He had two arms on my one, and I was encouraging him to put some pressure on me. Which he was doing, but he’s being cautious and professional about it, and what I didn’t realize at the time is after only having done feats of strength for a couple of years, my pain threshold is completely miswired now.

I have no normal sense of pain, and, you know, the protective mechanisms of the body don’t kick in when they should. And this may be some of your listeners, so just because something doesn’t hurt yet, even though it looks like it should, things might be happening that you’re unaware of. Especially when you’re my age, be cautious.

I was 49 at the time, and people get lots of “advice” from people when they’re injured. From well-meaning people who may be close to you, from people who maybe never really understood what that guy’s deal or girl’s deal anyway. So they’re saying things like, “You know Mike, you’re not getting any younger. Maybe this is a sign that maybe you should stop,” and you get all that sort of thing.

This is unnecessary because we’re always asking ourselves, particularly when injured, those very same questions. Have I been pushing it too hard, can I come back? How do I sort of rediscovering who I am physical? Where do I go from here? All of those things are always rolling around your head.

There is so much discouragement that which I think is normal, that may even be part of the body’s protective system which is okay. Engage the brain, and start asking some really deep soul-searching questions right now, but not to get consumed by that. That was one of the things I dealt with way back in ’85, ’86, ’87, and ’88 when I was trying to physically rehab myself.

**DATASET ENTRIES**
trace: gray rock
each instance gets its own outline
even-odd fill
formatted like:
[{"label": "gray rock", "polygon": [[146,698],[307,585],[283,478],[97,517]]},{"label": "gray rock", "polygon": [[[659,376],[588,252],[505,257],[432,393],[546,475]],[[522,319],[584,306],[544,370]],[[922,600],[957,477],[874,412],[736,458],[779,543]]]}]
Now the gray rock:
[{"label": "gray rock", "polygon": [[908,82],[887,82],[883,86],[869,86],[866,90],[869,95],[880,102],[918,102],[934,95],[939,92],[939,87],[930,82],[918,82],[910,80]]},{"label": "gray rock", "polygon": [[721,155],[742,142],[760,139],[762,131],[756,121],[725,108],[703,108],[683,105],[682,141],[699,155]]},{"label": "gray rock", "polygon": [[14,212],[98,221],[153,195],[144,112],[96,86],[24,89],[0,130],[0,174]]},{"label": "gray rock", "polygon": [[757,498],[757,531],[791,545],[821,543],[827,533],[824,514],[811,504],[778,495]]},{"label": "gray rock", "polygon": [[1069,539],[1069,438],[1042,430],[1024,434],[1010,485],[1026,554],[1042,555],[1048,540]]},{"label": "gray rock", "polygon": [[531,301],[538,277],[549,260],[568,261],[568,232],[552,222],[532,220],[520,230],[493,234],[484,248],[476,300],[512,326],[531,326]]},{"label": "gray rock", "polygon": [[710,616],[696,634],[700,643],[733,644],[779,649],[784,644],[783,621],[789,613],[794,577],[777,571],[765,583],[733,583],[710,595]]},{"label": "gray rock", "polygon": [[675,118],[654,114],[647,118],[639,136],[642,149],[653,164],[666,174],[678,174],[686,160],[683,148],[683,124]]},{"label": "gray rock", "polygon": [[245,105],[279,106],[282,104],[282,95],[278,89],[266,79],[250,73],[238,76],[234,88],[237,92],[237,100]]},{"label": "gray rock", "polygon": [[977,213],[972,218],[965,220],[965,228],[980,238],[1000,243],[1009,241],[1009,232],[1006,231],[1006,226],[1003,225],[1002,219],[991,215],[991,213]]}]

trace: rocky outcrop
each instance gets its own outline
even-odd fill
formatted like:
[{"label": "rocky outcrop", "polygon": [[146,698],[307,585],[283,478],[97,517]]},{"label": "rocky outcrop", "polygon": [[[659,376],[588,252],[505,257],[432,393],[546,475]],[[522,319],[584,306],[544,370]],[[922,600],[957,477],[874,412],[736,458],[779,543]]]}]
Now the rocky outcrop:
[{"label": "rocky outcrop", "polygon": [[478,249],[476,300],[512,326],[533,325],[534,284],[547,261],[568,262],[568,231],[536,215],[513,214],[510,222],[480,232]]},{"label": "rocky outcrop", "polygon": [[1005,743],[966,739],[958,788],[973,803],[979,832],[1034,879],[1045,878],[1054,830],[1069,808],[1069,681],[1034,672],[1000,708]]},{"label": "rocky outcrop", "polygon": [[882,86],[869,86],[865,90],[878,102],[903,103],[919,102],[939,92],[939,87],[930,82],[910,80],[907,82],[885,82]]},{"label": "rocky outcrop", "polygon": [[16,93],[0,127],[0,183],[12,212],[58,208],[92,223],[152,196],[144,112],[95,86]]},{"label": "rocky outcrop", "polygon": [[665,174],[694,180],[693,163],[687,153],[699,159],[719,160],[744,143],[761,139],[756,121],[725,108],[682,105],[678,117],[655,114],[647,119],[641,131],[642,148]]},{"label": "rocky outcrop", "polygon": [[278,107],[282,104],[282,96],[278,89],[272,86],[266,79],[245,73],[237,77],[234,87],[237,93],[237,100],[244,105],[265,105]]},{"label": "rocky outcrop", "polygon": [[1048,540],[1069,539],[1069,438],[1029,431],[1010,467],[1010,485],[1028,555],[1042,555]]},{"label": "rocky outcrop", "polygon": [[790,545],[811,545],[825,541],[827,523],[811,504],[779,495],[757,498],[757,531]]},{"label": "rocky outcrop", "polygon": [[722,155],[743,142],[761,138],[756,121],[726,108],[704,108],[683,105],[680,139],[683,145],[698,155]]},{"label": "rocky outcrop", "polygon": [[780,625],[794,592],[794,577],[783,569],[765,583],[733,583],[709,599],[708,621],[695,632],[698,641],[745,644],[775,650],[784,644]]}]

**TASKS FOR THIS EXERCISE**
• a. Copy the passage on injury from "He had two arms" to "completely miswired now.".
• b. In the entries, repeat the lines from the line with "trace: rocky outcrop" to the line with "Now the rocky".
The passage on injury and the entries have nothing to do with each other.

**OUTPUTS BY TASK**
• a.
He had two arms on my one, and I was encouraging him to put some pressure on me. Which he was doing, but he’s being cautious and professional about it, and what I didn’t realize at the time is after only having done feats of strength for a couple of years, my pain threshold is completely miswired now.

• b.
trace: rocky outcrop
each instance gets its own outline
even-odd fill
formatted like:
[{"label": "rocky outcrop", "polygon": [[146,698],[307,585],[283,478],[97,517]]},{"label": "rocky outcrop", "polygon": [[[659,376],[588,252],[505,257],[432,393],[546,475]],[[522,319],[584,306],[544,370]],[[922,600],[957,477],[874,412],[736,458],[779,543]]]}]
Now the rocky outcrop:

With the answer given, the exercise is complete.